===== Records for processing =====

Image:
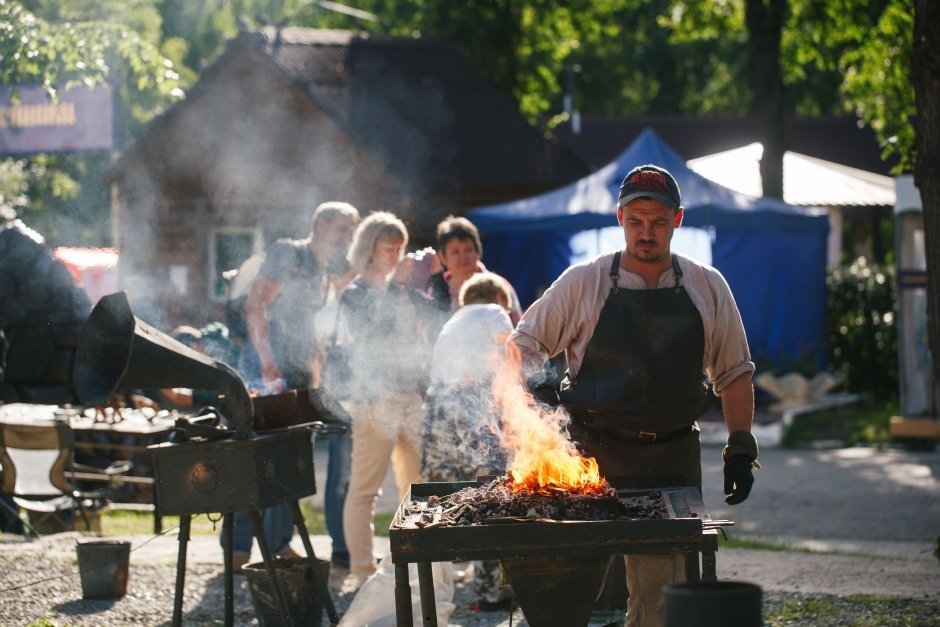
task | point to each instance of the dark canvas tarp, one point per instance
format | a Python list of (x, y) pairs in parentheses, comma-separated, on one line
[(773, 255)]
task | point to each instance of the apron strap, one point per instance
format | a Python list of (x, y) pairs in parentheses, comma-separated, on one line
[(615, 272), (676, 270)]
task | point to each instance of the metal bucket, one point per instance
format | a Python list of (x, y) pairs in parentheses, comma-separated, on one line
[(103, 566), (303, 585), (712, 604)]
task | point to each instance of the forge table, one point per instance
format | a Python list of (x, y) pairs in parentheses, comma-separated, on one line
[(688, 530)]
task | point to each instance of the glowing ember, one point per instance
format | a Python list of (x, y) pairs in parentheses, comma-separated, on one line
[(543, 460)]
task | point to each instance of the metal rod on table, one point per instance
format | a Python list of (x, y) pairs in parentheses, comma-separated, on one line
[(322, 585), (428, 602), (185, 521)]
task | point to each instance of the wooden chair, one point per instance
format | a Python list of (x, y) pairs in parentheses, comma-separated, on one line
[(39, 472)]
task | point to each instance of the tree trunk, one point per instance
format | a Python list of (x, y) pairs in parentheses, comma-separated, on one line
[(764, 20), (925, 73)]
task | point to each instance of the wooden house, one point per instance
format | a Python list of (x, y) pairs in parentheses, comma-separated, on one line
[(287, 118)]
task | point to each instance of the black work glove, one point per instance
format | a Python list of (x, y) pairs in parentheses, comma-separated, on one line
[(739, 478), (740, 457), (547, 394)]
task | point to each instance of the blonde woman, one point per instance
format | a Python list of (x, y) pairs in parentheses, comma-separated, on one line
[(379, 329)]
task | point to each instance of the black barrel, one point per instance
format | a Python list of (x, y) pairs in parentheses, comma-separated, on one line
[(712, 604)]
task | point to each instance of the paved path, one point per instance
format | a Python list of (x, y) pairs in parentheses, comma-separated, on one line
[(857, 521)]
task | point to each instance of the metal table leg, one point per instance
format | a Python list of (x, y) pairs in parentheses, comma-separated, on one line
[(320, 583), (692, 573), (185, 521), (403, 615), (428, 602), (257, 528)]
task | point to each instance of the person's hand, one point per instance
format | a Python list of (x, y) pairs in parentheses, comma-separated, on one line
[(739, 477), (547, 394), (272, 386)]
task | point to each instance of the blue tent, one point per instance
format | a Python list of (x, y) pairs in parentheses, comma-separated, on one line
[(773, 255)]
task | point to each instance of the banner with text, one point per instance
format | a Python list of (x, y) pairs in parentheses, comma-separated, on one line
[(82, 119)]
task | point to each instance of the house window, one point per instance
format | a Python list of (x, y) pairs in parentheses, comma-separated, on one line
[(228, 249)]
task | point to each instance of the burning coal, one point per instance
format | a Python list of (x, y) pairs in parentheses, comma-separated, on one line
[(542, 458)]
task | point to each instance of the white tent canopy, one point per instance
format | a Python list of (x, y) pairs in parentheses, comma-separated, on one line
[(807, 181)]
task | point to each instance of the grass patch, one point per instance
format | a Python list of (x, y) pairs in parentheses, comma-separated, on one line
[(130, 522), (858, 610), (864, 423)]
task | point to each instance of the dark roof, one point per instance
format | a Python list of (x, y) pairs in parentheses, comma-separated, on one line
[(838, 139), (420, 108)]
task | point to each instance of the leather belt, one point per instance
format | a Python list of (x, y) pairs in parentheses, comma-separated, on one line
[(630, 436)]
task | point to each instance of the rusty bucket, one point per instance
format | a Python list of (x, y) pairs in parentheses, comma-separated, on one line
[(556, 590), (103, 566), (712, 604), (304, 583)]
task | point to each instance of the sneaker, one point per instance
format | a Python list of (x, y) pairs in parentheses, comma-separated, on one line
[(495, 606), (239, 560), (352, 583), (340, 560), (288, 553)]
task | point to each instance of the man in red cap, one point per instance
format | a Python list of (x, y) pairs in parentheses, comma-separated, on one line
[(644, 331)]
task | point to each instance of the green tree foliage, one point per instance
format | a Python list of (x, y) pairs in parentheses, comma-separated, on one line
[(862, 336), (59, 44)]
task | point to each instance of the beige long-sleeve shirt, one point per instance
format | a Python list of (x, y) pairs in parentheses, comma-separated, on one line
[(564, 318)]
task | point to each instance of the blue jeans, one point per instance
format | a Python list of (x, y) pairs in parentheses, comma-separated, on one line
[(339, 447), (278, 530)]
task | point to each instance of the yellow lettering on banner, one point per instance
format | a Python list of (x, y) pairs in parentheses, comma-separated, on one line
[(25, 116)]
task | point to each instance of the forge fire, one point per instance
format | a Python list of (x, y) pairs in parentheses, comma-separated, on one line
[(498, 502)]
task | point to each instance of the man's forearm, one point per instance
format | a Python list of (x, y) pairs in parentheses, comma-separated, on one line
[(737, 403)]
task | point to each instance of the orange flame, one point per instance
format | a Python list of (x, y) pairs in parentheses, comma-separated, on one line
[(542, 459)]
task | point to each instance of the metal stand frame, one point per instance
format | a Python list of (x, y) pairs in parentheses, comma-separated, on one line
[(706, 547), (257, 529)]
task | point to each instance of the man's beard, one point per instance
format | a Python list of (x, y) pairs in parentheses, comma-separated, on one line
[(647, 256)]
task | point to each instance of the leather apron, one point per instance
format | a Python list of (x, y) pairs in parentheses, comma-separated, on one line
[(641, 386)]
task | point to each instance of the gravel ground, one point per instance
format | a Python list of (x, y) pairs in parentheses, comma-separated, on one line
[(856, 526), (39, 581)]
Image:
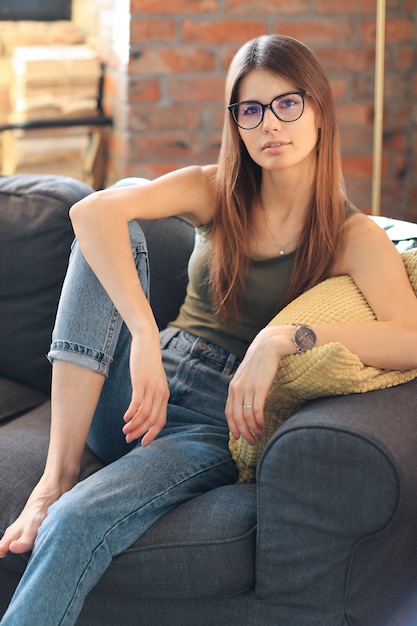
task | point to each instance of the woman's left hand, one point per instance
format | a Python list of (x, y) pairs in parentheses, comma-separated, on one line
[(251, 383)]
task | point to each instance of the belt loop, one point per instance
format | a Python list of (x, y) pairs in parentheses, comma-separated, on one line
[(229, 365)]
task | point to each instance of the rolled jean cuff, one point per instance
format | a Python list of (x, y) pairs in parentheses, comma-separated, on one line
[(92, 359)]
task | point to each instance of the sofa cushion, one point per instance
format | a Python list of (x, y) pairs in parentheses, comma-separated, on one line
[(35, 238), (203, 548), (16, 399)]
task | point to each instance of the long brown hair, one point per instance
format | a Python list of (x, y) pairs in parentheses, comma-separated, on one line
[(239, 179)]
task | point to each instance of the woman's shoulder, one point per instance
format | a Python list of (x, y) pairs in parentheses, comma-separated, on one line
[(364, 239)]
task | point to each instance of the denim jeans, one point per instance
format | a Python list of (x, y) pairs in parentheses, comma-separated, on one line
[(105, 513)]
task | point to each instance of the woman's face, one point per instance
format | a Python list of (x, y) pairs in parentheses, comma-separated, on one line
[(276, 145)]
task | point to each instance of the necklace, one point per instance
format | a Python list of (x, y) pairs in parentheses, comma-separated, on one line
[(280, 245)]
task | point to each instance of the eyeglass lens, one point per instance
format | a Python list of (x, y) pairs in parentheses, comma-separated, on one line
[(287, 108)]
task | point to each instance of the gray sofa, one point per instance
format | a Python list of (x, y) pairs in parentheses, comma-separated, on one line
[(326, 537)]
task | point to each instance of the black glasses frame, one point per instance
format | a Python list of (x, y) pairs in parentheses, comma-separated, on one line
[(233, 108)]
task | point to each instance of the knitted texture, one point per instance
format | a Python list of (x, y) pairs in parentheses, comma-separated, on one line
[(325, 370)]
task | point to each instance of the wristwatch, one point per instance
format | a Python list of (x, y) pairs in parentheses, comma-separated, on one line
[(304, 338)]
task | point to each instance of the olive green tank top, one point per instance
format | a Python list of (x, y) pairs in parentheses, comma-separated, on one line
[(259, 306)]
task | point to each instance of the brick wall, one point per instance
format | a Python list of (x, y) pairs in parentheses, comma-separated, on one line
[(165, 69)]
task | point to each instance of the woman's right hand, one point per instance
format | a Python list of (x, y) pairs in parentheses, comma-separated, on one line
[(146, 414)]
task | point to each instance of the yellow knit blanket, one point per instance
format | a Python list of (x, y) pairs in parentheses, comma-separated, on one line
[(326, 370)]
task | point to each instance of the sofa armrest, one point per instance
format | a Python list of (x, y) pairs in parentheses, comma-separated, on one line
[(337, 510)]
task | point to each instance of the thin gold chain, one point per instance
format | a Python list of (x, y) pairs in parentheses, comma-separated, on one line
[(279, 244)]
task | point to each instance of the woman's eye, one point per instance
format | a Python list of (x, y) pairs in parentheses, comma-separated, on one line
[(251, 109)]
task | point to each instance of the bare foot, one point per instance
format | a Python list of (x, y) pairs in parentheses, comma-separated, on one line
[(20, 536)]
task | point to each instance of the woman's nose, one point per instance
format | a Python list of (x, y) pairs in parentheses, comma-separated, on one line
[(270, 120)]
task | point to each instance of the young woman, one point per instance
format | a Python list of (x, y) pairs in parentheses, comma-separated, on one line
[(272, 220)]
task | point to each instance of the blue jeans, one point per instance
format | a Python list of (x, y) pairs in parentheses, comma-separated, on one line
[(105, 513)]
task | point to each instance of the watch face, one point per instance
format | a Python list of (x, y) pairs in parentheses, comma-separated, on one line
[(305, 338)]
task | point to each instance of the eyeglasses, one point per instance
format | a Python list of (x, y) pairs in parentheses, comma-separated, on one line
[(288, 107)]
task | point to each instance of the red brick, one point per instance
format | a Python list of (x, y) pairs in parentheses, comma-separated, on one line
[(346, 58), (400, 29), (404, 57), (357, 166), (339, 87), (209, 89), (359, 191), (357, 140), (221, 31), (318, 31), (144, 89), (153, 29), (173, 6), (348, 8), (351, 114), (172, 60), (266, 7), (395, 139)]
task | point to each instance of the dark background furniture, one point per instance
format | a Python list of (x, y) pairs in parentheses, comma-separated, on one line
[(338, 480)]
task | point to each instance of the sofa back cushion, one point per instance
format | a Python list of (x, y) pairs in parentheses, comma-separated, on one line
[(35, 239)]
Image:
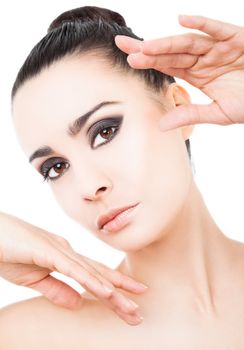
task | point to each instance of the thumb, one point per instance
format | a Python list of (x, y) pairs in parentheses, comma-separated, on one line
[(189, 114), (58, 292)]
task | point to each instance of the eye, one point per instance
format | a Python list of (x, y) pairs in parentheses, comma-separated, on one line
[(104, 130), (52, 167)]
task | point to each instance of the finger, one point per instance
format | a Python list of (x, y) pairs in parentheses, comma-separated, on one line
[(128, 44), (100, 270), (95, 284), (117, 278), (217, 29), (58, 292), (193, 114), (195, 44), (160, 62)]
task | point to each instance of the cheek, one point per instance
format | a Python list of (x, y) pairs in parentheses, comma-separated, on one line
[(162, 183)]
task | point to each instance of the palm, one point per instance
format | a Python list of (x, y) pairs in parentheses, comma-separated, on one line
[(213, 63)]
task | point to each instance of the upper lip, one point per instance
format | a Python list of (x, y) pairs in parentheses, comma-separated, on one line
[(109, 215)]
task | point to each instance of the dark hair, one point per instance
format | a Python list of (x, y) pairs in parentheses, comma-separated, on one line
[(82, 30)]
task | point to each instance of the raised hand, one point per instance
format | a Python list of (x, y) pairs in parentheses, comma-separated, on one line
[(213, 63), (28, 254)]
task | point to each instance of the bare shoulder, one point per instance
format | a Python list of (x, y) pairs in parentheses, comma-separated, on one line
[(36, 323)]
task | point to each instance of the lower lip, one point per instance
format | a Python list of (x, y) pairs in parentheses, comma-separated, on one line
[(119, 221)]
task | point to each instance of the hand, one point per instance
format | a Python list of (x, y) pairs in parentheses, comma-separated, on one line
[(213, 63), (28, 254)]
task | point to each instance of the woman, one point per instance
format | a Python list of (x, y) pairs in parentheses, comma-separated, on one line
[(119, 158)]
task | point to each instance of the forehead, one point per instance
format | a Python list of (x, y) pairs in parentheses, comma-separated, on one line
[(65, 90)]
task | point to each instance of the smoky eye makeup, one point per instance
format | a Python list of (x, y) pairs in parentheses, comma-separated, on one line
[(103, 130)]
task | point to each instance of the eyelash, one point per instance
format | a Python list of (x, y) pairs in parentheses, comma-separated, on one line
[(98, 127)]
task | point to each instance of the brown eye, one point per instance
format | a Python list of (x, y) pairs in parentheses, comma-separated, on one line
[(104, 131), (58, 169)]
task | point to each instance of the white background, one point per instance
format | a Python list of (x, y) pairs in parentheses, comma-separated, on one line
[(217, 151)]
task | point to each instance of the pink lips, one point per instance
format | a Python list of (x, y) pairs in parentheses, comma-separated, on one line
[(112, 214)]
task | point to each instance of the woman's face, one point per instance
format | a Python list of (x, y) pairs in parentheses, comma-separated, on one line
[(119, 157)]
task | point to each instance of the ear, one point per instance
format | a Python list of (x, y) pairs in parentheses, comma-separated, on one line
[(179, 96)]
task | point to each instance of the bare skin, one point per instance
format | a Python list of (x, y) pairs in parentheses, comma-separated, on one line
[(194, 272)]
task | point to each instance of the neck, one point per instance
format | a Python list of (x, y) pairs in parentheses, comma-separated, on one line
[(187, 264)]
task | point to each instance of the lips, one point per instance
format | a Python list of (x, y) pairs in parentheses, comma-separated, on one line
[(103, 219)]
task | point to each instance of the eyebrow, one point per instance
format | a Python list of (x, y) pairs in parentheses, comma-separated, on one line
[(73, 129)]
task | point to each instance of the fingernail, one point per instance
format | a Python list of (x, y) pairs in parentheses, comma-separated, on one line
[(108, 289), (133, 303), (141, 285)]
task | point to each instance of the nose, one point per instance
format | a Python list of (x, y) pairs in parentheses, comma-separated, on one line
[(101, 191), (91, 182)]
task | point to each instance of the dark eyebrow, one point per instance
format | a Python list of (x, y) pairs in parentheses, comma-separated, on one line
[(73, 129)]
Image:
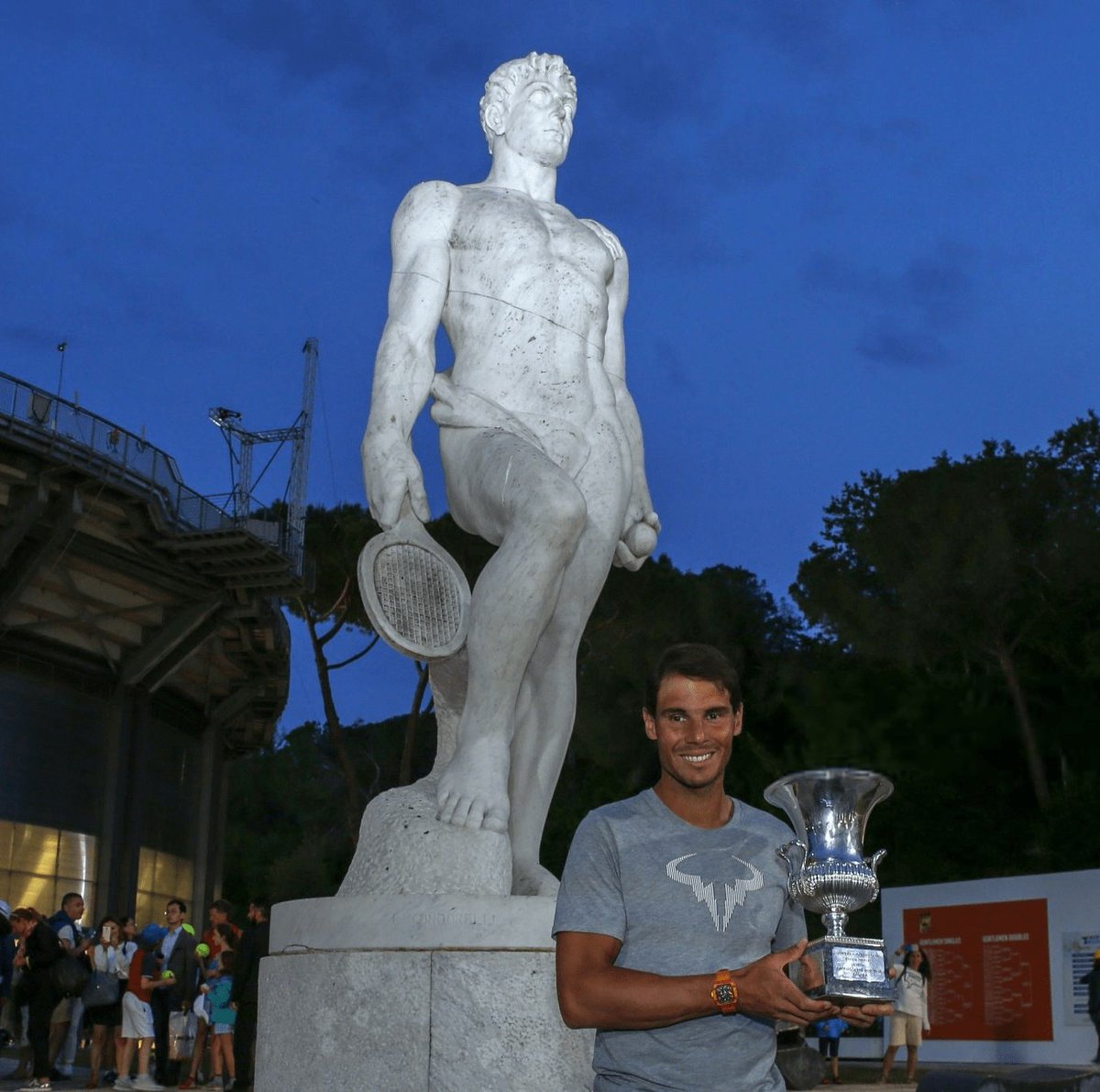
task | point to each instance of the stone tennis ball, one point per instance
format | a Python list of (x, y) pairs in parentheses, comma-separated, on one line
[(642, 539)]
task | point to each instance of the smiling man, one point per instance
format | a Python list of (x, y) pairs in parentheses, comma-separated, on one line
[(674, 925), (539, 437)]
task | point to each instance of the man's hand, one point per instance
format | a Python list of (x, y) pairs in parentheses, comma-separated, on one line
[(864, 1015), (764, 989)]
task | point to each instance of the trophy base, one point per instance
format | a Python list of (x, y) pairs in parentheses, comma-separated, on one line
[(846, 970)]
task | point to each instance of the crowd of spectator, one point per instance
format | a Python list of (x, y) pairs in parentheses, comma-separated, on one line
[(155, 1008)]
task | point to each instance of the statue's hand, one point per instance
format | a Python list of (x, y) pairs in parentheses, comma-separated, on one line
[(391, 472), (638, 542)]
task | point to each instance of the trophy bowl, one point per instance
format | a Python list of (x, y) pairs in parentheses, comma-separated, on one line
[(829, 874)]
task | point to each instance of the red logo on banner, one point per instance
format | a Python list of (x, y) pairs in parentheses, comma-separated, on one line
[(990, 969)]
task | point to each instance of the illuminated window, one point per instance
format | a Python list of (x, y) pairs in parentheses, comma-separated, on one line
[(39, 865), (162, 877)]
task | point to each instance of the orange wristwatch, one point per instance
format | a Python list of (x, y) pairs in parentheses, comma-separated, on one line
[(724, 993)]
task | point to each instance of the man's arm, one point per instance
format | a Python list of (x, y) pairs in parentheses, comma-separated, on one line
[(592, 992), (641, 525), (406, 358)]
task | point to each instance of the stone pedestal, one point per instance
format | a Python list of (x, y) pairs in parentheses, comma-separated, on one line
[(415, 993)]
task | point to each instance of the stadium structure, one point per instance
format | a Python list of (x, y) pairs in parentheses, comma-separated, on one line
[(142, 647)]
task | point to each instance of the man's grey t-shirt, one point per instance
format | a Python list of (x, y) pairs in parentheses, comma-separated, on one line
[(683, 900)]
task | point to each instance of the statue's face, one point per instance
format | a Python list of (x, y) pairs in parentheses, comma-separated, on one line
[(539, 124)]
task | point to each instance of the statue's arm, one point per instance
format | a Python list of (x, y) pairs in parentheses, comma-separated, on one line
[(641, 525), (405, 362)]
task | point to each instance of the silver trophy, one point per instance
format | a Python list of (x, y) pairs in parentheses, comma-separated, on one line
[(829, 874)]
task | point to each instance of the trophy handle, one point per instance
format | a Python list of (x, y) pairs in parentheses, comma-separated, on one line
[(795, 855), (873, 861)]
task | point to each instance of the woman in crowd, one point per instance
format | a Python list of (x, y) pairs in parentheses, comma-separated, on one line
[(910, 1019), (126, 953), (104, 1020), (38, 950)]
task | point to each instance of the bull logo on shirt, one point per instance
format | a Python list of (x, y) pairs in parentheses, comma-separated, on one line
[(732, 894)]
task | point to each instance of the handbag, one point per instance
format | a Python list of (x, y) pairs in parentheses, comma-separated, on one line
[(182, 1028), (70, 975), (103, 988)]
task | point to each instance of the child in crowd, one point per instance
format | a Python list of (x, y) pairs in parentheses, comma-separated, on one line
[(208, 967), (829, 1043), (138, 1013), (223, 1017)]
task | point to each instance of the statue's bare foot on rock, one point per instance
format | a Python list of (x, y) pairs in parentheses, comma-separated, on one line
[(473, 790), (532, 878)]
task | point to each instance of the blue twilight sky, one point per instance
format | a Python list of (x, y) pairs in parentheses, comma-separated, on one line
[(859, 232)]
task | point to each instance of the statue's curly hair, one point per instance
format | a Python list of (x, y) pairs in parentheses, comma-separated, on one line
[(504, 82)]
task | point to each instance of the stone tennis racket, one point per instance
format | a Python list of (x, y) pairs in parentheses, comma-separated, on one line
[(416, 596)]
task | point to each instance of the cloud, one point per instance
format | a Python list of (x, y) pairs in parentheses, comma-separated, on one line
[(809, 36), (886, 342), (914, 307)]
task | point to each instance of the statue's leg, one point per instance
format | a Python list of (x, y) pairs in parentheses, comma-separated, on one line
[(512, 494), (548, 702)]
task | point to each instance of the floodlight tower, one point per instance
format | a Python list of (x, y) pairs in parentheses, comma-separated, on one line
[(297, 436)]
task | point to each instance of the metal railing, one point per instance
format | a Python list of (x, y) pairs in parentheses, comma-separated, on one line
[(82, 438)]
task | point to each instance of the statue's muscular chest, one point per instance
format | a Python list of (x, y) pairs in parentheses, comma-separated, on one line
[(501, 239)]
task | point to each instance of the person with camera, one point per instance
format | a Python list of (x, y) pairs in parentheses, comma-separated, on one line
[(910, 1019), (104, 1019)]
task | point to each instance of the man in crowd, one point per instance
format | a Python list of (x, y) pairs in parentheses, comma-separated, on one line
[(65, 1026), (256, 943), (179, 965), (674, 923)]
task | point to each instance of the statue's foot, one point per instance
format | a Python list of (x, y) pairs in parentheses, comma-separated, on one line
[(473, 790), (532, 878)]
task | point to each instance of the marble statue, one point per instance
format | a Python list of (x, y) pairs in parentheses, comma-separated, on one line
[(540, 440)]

=====

### [Exercise details]
All lines above from the one with "task | point to each instance of the orange wristwatch, one" to the one with "task | point to each instance of the statue's arm, one", inclusive, should be copied exactly, and no other lines.

### [Task response]
task | point to each instance of the orange wristwatch, one point per instance
format | a Python list of (x, y) pairs in parentheses, comma-separated, on one line
[(724, 993)]
task | point to each instance of the man's arm, one point per instance
format | a Python list of (x, y) pairs in parentheses, comma-separated, on one line
[(592, 992), (641, 525), (406, 358)]
task | point to each instance of the stone pedestal, one point per instance
format | a Python list of (x, y) pairs in parentheses, comma-separated, on one line
[(415, 993)]
task | point to each instance of the stadium structure, one point per instance
format | a Python list of (x, y) pairs in parentheses, comma-separated, on one line
[(142, 647)]
task | point to each instance of the man's grey t-shirt, one point per instance
format | a Python list of (x, y) pairs in parentheses, comma-separated, on one line
[(683, 900)]
task | point to each instance of the statue's face, one point per instance
format | a Python list of (x, y) pairs in parentheses, comma-separated, on one line
[(539, 124)]
task | point to each instance of the statue's arm, one point per instance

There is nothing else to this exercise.